> [問題]
- 1) 植田正治を扱った提供テキストに題名が挙げられている写真集および作品を、すべて列挙してください。
- 2) 提供テキストに基づき、次の問いに答えてください。
(a) 『童暦』が出版されたのは何年ですか。
(b) 「春」の章の冒頭の写真で、少年は何を抱えて立っていますか。
(c) プリントの焼き込み具合は、何をよく伝えていると述べられていますか。
- 3) 提供テキストのうち、「山陰の風景から生まれた『童暦』」で始まり「かな空気感をよく伝えている。」で終わる部分を、一字一句違えずに書き写してください。

【日本の名匠シリーズ 】植田正治とその時代 第五回 |1960~1990年代 前編「山陰の風景のなかで」
はじめに
植田正治という写真家の不思議な魅力について、ときどき考え込んでしまうことがある。なぜ、私たちはその作品世界に惹かれてしまうのだろうか。生涯を「アマチュア」写真として生きた植田の作品は、時間や場所を超え、今なおファンを獲得し続けている。豊かな創造性の秘密に触れたくて、その歩みをこれからたどり直してみようと思う。
山陰の風景から生まれた『童暦』
1971年、植田正治は自身として初の本格的な写真集といえる『童暦(わらべごよみ)』を出版した。1950代からカメラ雑誌に発表してきた子どもをモチーフにした作品を、春夏秋冬の順で再構成したものである。
冒頭、「春」の章を開くと、一本道の真ん中で桜の枝を抱えて立つ、イガグリ頭で満面笑顔の少年がいる。強く印象的な縦位置のポートレイトである。続いて横位置で写された、横に広がる白い一本道の写真へと変わり、さらにページをめくると向こうからボールを手にした制服姿の少女がしだいに近づいてくる。その縦と横、さらに奥行きをもったイメージの連なりはじつに映像的だ。後に続く写真も近在の子どもたちを呼び止めて撮られている。その単純化された画面はまさに「植田調」だ。
とはいえ、前回に紹介した「パパとママと子どもたち」、「砂丘群像」「妻のいる砂丘風景」などとは、雰囲気がかなり違う。まずロケーションが、砂丘や砂浜という無機質で抽象度の高い場所ではなく、具体的な土地の個性がみえる場所を選んでいる。しかも画角を広くとることによって、撮影地の特徴が描写され、風景写真的な性格へと変わっている。得意とする演出の効果もかなり抑制的で、記念写真のように見える。そんな人物が風景の中に小さく配置されているのに、以前の作品よりも被写体の個性や実在感があるのは不思議なことだ。プリントでもモノクロームの陰影が濃くなっていて、よく見ると影のなかにさらに深い影がある。その焼き込み具合は、山陰地方の静かな空気感をよく伝えている。

> [データ抜粋]

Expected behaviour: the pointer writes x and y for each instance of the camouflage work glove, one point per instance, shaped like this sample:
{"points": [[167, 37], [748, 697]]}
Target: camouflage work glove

> [模範解答]
- 1)
『童暦(わらべごよみ)』
「パパとママと子どもたち」
「砂丘群像」
「妻のいる砂丘風景」

- 2)
(a) 1971年
(b) 桜の枝
(c) 山陰地方の静かな空気感

- 3)
山陰の風景から生まれた『童暦』
1971年、植田正治は自身として初の本格的な写真集といえる『童暦(わらべごよみ)』を出版した。1950代からカメラ雑誌に発表してきた子どもをモチーフにした作品を、春夏秋冬の順で再構成したものである。
冒頭、「春」の章を開くと、一本道の真ん中で桜の枝を抱えて立つ、イガグリ頭で満面笑顔の少年がいる。強く印象的な縦位置のポートレイトである。続いて横位置で写された、横に広がる白い一本道の写真へと変わり、さらにページをめくると向こうからボールを手にした制服姿の少女がしだいに近づいてくる。その縦と横、さらに奥行きをもったイメージの連なりはじつに映像的だ。後に続く写真も近在の子どもたちを呼び止めて撮られている。その単純化された画面はまさに「植田調」だ。
とはいえ、前回に紹介した「パパとママと子どもたち」、「砂丘群像」「妻のいる砂丘風景」などとは、雰囲気がかなり違う。まずロケーションが、砂丘や砂浜という無機質で抽象度の高い場所ではなく、具体的な土地の個性がみえる場所を選んでいる。しかも画角を広くとることによって、撮影地の特徴が描写され、風景写真的な性格へと変わっている。得意とする演出の効果もかなり抑制的で、記念写真のように見える。そんな人物が風景の中に小さく配置されているのに、以前の作品よりも被写体の個性や実在感があるのは不思議なことだ。プリントでもモノクロームの陰影が濃くなっていて、よく見ると影のなかにさらに深い影がある。その焼き込み具合は、山陰地方の静かな空気感をよく伝えている。